_Provided text_:
((

The Summit League regular season champions The Summit League tournament champions

NCAA tournament, Round of 64
- Conference: The Summit League
- Record: 25–10 (17–1 Summit)
- Head coach: Greg Kampe;
- Assistant coaches: Jeff Tungate; Darren Sorenson; Saddi Washington;
- Home arena: Athletics Center O'rena

= 2010–11 Oakland Golden Grizzlies men's basketball team =

American college basketball season

The 2010–11 Oakland Golden Grizzlies men's basketball team were a National Collegiate Athletic Association Division I college basketball team representing Oakland University. OU won the conference regular season and conference tournament title for the second consecutive year. Oakland received The Summit League's automatic berth into the 2011 NCAA Division I men's basketball tournament as a #13 seed against #4 seeded Texas. The Golden Grizzlies lost the game 85–81.

==Preseason==
Oakland was picked to win The Summit League championship. They received 29 of 34 first place votes. Center Keith Benson was picked as the Preseason Conference Player of the Year and named to the All-League First Team. Guard Larry Wright was named to the Second Team.

Joining the team for the 2010–11 season were guards Reggie Hamilton and Travis Bader. Hamilton was eligible to play after sitting out the 2009–10 season. Hamilton had transferred from fellow conference team UMKC. Freshman Bader began playing after his redshirt season. Also seeing significant minutes was freshman guard Ryan Bass.

==Regular season==
Oakland was the first Division I school to clinch the conference championship. Oakland finished the season with a 34–2 record in their last 36 conference games spanning two seasons, which was the best in NCAA Division I.

===Records===
Oakland set The Summit League's record for most consecutive regular season conference wins with 17. The 2009–10 Oakland team tied the same record last year, which was originally set by Cleveland State during 1991–92 and 1992–93 seasons. Oakland won three more games before losing to IUPUI to set the record at 20 consecutive regular season conference wins.

Benson set The Summit League record for career blocked shots with 371. He passed the mark of 317 set by Keith Closs of Central Connecticut State University from 1994–98.

))

[Annotated coordinate records]
((

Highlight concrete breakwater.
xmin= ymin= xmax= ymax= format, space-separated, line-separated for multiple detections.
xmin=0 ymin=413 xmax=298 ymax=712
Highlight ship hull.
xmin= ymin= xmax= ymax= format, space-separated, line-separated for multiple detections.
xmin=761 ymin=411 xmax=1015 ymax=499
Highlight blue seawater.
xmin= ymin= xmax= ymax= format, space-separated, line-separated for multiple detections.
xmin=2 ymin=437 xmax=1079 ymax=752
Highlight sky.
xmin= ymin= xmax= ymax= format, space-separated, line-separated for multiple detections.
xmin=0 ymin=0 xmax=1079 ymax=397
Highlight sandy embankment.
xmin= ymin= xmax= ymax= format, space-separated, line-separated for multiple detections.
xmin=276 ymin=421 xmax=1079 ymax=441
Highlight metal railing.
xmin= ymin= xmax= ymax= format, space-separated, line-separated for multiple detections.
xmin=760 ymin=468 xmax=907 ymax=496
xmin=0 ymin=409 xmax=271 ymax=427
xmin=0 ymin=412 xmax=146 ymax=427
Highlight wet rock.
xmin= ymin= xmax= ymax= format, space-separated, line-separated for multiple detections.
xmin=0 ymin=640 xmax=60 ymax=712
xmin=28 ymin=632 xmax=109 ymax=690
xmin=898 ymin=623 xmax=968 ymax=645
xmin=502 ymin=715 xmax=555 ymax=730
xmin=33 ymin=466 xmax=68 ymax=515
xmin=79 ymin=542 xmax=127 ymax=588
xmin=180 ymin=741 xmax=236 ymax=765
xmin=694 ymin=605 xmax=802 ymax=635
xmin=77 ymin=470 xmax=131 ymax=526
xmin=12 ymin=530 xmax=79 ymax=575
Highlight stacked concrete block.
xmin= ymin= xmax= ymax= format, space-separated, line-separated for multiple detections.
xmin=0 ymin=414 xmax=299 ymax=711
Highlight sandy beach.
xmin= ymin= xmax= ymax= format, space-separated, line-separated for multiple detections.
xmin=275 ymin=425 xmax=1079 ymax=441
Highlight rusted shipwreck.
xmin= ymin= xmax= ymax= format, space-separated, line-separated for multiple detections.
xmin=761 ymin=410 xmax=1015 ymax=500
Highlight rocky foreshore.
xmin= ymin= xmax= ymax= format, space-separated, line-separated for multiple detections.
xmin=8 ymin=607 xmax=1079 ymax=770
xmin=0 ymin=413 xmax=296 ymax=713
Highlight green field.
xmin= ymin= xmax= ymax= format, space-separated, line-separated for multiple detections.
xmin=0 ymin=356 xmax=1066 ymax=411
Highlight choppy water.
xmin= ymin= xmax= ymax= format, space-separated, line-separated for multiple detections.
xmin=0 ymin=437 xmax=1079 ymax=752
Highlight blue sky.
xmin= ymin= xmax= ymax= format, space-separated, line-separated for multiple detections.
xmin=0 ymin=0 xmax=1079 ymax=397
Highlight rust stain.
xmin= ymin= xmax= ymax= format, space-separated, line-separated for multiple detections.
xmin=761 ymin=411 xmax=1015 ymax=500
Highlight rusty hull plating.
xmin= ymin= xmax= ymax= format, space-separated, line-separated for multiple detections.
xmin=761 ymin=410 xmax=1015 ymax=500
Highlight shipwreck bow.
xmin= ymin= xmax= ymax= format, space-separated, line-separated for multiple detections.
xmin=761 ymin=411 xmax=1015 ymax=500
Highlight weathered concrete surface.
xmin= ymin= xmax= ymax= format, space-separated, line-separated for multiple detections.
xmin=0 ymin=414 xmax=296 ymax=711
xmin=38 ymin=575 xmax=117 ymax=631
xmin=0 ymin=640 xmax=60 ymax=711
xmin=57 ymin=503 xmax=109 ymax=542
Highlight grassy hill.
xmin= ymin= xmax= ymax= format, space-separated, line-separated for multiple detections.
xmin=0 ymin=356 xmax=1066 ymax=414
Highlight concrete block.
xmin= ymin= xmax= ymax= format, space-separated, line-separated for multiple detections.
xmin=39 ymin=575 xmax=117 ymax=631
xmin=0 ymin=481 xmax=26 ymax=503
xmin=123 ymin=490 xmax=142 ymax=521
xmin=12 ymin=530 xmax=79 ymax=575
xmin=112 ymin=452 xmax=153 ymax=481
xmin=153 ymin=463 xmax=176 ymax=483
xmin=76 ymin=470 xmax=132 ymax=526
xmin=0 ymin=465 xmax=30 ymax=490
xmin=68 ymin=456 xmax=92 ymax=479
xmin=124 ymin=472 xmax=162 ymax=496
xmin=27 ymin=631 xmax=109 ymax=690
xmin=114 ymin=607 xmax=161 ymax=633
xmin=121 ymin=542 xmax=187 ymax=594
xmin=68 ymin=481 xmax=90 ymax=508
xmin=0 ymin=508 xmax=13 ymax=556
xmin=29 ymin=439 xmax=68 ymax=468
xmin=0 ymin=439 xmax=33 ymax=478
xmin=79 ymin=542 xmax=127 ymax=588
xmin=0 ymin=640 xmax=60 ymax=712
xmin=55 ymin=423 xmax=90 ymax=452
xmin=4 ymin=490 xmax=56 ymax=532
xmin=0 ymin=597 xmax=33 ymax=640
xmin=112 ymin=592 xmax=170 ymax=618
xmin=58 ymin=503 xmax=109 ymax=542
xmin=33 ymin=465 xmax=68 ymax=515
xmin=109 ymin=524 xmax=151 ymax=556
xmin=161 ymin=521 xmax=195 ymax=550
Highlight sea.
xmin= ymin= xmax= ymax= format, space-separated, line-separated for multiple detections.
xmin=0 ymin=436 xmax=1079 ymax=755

))

_To be done_:
1 – Name every player the article on the 2010–11 Oakland basketball team identifies as a guard.
2 – In the records, take the lines starting at the one containing "Highlight rusted shipwreck." and ending at the one containing "xmin=0 ymin=356 xmax=1066 ymax=414", and write them out again with "Highlight" swapped for "Mark" and nothing else altered.
The text and the records are unrelated to each other.

_Responses to the tasks_:
1 – Larry Wright, Reggie Hamilton, Travis Bader, Ryan Bass

2 –
Mark rusted shipwreck.
xmin= ymin= xmax= ymax= format, space-separated, line-separated for multiple detections.
xmin=761 ymin=410 xmax=1015 ymax=500
Mark rocky foreshore.
xmin= ymin= xmax= ymax= format, space-separated, line-separated for multiple detections.
xmin=8 ymin=607 xmax=1079 ymax=770
xmin=0 ymin=413 xmax=296 ymax=713
Mark green field.
xmin= ymin= xmax= ymax= format, space-separated, line-separated for multiple detections.
xmin=0 ymin=356 xmax=1066 ymax=411
Mark choppy water.
xmin= ymin= xmax= ymax= format, space-separated, line-separated for multiple detections.
xmin=0 ymin=437 xmax=1079 ymax=752
Mark blue sky.
xmin= ymin= xmax= ymax= format, space-separated, line-separated for multiple detections.
xmin=0 ymin=0 xmax=1079 ymax=397
Mark rust stain.
xmin= ymin= xmax= ymax= format, space-separated, line-separated for multiple detections.
xmin=761 ymin=411 xmax=1015 ymax=500
Mark rusty hull plating.
xmin= ymin= xmax= ymax= format, space-separated, line-separated for multiple detections.
xmin=761 ymin=410 xmax=1015 ymax=500
Mark shipwreck bow.
xmin= ymin= xmax= ymax= format, space-separated, line-separated for multiple detections.
xmin=761 ymin=411 xmax=1015 ymax=500
Mark weathered concrete surface.
xmin= ymin= xmax= ymax= format, space-separated, line-separated for multiple detections.
xmin=0 ymin=414 xmax=296 ymax=711
xmin=38 ymin=575 xmax=117 ymax=631
xmin=0 ymin=640 xmax=60 ymax=711
xmin=57 ymin=503 xmax=109 ymax=542
Mark grassy hill.
xmin= ymin= xmax= ymax= format, space-separated, line-separated for multiple detections.
xmin=0 ymin=356 xmax=1066 ymax=414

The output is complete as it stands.